DATA SECTION:
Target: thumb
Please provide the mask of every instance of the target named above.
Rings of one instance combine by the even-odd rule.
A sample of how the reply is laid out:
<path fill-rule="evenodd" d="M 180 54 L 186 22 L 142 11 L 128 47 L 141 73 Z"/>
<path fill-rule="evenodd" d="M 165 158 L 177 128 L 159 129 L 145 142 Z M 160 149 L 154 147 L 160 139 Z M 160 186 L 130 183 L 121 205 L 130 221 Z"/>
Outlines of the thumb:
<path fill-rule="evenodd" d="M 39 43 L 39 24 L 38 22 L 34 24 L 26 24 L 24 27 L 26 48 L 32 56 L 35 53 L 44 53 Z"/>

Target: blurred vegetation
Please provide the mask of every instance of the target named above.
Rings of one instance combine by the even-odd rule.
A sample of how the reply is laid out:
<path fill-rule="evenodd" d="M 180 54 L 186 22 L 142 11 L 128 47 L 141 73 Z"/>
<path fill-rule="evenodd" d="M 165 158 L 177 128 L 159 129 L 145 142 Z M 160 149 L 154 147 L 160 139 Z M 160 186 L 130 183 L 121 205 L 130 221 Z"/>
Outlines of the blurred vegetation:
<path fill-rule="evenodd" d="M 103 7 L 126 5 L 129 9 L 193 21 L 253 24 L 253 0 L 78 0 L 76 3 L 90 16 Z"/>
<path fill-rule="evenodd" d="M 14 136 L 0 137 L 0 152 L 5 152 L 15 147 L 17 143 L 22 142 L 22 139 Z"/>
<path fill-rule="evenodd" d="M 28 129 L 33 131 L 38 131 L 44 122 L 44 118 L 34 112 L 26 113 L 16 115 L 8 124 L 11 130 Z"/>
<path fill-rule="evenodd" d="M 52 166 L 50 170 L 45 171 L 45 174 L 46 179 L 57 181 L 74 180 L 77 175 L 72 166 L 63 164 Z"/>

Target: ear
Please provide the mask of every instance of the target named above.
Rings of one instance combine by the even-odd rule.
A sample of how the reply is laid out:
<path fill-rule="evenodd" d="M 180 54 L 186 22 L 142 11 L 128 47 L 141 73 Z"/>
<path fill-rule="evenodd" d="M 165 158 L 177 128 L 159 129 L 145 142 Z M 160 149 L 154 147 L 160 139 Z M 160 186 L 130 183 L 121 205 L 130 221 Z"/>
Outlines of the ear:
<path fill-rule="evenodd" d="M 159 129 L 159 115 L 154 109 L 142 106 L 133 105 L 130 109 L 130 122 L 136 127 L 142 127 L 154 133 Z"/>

YOUR OBJECTIVE:
Format the listing above as a JSON list of strings, with each non-blank line as its own string, covering every line from start to end.

SOLUTION FOR THIS EXERCISE:
[
  "Target: thumb",
  "Please provide the mask of every instance of the target named above.",
  "Rings of one instance combine by the even-odd rule.",
  "A sample of how the reply is laid out:",
  "<path fill-rule=\"evenodd\" d=\"M 180 54 L 186 22 L 142 11 L 128 47 L 141 73 Z\"/>",
  "<path fill-rule=\"evenodd\" d=\"M 165 158 L 177 128 L 159 129 L 145 142 Z M 160 149 L 154 147 L 160 139 Z M 160 186 L 130 183 L 121 205 L 130 221 Z\"/>",
  "Outlines of the thumb:",
  "<path fill-rule=\"evenodd\" d=\"M 39 43 L 39 24 L 38 22 L 34 24 L 26 24 L 24 27 L 26 48 L 32 56 L 35 53 L 44 53 Z\"/>",
  "Target: blurred vegetation",
  "Please provide the mask of every instance of the target named above.",
  "Rings of one instance combine by the even-odd rule.",
  "A sample of how the reply is laid out:",
  "<path fill-rule=\"evenodd\" d=\"M 180 54 L 186 22 L 142 11 L 128 47 L 141 73 Z\"/>",
  "<path fill-rule=\"evenodd\" d=\"M 165 158 L 177 128 L 159 129 L 145 142 Z M 160 149 L 154 147 L 160 139 Z M 160 186 L 130 183 L 121 205 L 130 221 Z\"/>",
  "Outlines of the blurred vegetation:",
  "<path fill-rule=\"evenodd\" d=\"M 103 7 L 126 5 L 129 9 L 193 21 L 253 24 L 253 0 L 78 0 L 76 3 L 90 16 Z\"/>",
  "<path fill-rule=\"evenodd\" d=\"M 14 136 L 0 137 L 0 152 L 5 152 L 15 147 L 17 143 L 22 142 L 22 139 Z\"/>",
  "<path fill-rule=\"evenodd\" d=\"M 28 129 L 33 131 L 38 131 L 44 122 L 44 118 L 34 112 L 26 113 L 16 115 L 8 124 L 11 130 Z\"/>",
  "<path fill-rule=\"evenodd\" d=\"M 52 166 L 50 170 L 45 171 L 45 174 L 46 179 L 57 181 L 74 180 L 77 175 L 72 166 L 63 164 Z\"/>",
  "Target: ear",
  "Please provide the mask of every instance of the target named above.",
  "Rings of one instance combine by the even-odd rule.",
  "A sample of how the reply is laid out:",
  "<path fill-rule=\"evenodd\" d=\"M 180 54 L 186 22 L 142 11 L 128 47 L 141 73 Z\"/>",
  "<path fill-rule=\"evenodd\" d=\"M 165 158 L 177 128 L 159 129 L 145 142 Z M 160 149 L 154 147 L 160 139 Z M 160 186 L 130 183 L 121 205 L 130 221 Z\"/>",
  "Outlines of the ear:",
  "<path fill-rule=\"evenodd\" d=\"M 159 129 L 159 115 L 154 109 L 142 106 L 133 105 L 130 109 L 130 122 L 136 127 L 142 127 L 154 133 Z\"/>"
]